> **SUPPLIED RECORDS**
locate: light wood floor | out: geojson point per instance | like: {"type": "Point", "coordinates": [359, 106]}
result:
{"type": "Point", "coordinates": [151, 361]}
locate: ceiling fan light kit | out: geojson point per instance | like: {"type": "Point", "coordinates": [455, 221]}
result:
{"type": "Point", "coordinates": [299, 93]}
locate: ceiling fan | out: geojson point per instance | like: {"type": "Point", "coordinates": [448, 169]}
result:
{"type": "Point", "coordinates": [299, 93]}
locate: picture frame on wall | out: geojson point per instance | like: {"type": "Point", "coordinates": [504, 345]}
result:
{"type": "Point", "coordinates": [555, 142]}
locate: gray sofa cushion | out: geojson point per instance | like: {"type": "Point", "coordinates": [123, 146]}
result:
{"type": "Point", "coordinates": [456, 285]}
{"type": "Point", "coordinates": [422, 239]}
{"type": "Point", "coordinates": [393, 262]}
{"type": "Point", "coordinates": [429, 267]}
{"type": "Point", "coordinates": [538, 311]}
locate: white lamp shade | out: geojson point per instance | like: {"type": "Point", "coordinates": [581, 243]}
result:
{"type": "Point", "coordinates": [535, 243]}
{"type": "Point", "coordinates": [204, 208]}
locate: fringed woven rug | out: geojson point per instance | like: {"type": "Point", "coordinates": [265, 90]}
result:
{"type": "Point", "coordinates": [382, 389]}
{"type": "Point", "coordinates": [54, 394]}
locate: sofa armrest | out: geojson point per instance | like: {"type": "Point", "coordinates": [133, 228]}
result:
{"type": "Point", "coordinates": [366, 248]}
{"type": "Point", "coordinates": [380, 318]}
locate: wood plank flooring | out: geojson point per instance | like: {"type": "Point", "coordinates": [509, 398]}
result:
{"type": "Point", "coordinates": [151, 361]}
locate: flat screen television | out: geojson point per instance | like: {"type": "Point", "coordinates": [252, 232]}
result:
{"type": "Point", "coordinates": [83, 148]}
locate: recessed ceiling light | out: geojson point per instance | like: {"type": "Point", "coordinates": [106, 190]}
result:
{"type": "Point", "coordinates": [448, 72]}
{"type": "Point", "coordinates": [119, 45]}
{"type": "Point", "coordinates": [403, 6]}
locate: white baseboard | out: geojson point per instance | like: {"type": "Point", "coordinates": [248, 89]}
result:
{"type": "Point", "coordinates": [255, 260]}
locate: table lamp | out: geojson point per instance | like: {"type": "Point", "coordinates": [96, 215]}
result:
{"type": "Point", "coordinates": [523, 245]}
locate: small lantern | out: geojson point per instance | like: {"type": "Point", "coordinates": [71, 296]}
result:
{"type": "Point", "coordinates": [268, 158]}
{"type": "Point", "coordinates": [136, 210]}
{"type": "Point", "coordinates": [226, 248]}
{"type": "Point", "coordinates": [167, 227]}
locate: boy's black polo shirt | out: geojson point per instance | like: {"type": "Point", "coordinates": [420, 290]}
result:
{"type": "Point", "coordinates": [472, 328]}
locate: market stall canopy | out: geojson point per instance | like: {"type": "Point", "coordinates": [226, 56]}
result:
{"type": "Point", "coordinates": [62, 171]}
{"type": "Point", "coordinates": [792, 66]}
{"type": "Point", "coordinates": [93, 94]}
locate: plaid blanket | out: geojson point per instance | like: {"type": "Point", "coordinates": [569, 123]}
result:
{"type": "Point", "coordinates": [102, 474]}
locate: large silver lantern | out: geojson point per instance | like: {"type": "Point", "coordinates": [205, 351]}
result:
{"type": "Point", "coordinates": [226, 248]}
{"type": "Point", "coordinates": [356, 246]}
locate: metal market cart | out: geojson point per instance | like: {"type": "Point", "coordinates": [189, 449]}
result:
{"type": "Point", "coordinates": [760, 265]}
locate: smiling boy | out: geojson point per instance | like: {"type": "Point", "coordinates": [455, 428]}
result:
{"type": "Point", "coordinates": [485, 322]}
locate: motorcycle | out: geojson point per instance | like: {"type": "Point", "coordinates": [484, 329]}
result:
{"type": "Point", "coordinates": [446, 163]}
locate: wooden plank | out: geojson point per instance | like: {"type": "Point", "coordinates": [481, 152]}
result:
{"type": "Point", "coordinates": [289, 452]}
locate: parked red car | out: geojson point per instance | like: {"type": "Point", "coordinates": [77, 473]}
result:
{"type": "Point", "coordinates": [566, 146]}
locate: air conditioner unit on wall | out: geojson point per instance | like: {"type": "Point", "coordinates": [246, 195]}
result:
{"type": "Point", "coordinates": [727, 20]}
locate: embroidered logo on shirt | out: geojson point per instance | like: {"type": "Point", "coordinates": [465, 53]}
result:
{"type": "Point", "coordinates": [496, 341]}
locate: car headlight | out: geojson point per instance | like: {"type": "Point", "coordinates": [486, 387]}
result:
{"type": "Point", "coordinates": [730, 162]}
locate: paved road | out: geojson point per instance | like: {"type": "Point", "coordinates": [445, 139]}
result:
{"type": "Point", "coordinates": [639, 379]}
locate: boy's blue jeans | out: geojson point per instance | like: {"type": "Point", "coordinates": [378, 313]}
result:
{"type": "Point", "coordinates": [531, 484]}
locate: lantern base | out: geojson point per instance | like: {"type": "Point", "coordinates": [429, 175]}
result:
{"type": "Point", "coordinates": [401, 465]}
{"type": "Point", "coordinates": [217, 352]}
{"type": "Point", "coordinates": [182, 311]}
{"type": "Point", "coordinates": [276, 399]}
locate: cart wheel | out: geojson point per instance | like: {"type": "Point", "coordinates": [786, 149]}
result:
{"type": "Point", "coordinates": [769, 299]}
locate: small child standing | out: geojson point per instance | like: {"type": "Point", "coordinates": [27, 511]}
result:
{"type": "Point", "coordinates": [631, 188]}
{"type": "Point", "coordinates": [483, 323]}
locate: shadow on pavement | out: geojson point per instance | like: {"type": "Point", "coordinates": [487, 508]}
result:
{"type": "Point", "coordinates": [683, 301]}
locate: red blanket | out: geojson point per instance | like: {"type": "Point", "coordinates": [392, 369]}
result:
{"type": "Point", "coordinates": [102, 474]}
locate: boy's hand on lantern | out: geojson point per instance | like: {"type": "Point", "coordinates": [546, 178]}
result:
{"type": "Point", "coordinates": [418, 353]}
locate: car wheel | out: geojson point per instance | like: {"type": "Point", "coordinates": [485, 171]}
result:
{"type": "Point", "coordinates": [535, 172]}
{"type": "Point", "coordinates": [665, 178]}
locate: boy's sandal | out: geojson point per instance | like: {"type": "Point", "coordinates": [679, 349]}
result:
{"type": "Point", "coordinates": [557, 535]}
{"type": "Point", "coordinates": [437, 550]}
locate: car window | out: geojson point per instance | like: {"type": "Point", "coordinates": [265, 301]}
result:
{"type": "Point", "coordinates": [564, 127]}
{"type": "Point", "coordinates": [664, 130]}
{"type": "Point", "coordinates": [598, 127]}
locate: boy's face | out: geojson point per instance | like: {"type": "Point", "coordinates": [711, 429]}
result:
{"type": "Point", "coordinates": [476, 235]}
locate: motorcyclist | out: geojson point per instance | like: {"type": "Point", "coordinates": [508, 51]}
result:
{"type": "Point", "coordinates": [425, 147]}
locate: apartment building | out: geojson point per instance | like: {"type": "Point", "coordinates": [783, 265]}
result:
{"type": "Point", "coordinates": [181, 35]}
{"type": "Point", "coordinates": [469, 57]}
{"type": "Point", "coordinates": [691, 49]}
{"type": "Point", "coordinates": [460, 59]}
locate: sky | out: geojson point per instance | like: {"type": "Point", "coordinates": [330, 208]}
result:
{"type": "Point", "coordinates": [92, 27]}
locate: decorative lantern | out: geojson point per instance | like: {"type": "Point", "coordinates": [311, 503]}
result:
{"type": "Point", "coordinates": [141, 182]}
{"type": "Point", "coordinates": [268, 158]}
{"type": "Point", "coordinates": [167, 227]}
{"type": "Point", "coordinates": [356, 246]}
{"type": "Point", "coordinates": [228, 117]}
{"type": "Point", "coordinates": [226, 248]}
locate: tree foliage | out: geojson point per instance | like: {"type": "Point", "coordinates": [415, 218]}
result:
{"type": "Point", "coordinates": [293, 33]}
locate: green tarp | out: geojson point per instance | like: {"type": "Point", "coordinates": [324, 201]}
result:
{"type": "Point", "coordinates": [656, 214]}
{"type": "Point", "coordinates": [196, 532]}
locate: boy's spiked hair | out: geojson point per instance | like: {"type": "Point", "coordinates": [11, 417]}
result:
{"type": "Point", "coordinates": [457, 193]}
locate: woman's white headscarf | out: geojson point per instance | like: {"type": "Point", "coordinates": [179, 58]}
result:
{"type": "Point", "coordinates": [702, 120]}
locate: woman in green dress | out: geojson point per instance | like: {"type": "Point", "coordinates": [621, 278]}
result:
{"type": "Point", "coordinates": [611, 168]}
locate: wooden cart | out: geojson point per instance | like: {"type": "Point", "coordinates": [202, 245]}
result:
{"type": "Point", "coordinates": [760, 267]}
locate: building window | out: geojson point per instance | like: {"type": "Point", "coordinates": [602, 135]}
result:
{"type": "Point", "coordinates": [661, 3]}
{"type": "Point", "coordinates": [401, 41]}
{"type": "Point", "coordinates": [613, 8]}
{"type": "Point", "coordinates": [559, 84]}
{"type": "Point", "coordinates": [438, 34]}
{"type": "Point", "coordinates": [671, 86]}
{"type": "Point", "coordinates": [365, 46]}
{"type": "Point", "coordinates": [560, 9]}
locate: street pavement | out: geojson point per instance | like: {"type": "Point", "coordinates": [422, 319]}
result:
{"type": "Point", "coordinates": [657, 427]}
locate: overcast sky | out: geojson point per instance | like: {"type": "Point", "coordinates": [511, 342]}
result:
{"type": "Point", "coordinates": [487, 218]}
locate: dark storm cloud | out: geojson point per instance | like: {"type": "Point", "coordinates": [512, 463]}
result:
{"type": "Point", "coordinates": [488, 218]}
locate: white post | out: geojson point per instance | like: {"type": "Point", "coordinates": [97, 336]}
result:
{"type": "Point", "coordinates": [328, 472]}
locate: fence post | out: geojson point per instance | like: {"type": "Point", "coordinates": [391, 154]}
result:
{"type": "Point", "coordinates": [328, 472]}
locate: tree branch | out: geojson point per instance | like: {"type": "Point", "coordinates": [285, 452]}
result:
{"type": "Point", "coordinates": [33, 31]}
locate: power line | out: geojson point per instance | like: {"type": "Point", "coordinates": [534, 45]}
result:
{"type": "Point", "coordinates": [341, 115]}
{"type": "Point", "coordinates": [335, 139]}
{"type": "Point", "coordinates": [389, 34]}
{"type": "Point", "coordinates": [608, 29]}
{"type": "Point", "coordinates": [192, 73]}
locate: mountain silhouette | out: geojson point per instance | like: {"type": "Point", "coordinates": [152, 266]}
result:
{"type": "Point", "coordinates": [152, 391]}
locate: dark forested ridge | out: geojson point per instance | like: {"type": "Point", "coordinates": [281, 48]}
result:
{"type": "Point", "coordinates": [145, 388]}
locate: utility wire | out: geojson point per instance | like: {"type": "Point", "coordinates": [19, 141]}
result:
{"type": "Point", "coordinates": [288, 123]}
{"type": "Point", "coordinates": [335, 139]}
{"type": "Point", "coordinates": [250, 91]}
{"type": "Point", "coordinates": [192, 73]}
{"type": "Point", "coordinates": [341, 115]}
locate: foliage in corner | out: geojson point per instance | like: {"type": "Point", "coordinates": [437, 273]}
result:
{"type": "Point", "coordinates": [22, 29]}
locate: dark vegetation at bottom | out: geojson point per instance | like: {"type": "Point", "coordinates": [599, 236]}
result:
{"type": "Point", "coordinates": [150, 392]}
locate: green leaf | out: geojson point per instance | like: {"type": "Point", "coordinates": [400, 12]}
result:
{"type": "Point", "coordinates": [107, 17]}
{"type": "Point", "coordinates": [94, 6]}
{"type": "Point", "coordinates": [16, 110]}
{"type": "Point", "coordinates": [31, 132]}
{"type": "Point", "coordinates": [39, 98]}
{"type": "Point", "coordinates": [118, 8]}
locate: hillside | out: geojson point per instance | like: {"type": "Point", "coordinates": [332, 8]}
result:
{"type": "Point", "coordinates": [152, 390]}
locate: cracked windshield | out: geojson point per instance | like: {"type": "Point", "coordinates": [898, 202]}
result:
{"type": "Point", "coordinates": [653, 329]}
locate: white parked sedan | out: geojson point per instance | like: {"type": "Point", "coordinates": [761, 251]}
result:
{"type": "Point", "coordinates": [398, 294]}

> **WHAT YOU WILL DO**
Repeat exactly, and only, the lines from the line containing "locate: mountain silhouette" through the last line of the records above, both included.

> **SOLUTION BELOW**
locate: mountain silhouette | out: geojson point per instance | like: {"type": "Point", "coordinates": [152, 266]}
result:
{"type": "Point", "coordinates": [152, 391]}
locate: dark forested ridge | out: geojson point per instance | like: {"type": "Point", "coordinates": [281, 48]}
result:
{"type": "Point", "coordinates": [145, 388]}
locate: utility wire | out: geojson point per instance | like: {"type": "Point", "coordinates": [19, 141]}
result:
{"type": "Point", "coordinates": [288, 123]}
{"type": "Point", "coordinates": [335, 139]}
{"type": "Point", "coordinates": [250, 91]}
{"type": "Point", "coordinates": [192, 73]}
{"type": "Point", "coordinates": [341, 115]}
locate: foliage in corner | out: geojson point per instance | like: {"type": "Point", "coordinates": [437, 273]}
result:
{"type": "Point", "coordinates": [22, 29]}
locate: dark vegetation at bottom | out: geojson point per instance | like: {"type": "Point", "coordinates": [599, 236]}
result:
{"type": "Point", "coordinates": [150, 392]}
locate: green leaf | out: geojson point per instance | like: {"type": "Point", "coordinates": [400, 12]}
result:
{"type": "Point", "coordinates": [107, 17]}
{"type": "Point", "coordinates": [94, 6]}
{"type": "Point", "coordinates": [16, 110]}
{"type": "Point", "coordinates": [31, 132]}
{"type": "Point", "coordinates": [39, 98]}
{"type": "Point", "coordinates": [118, 8]}
locate: hillside | out: geojson point per instance | like: {"type": "Point", "coordinates": [332, 8]}
result:
{"type": "Point", "coordinates": [152, 390]}
locate: cracked windshield | out: geojson point per instance | like: {"type": "Point", "coordinates": [898, 202]}
result:
{"type": "Point", "coordinates": [653, 329]}
locate: white parked sedan | out: geojson point per instance | like: {"type": "Point", "coordinates": [761, 251]}
result:
{"type": "Point", "coordinates": [398, 294]}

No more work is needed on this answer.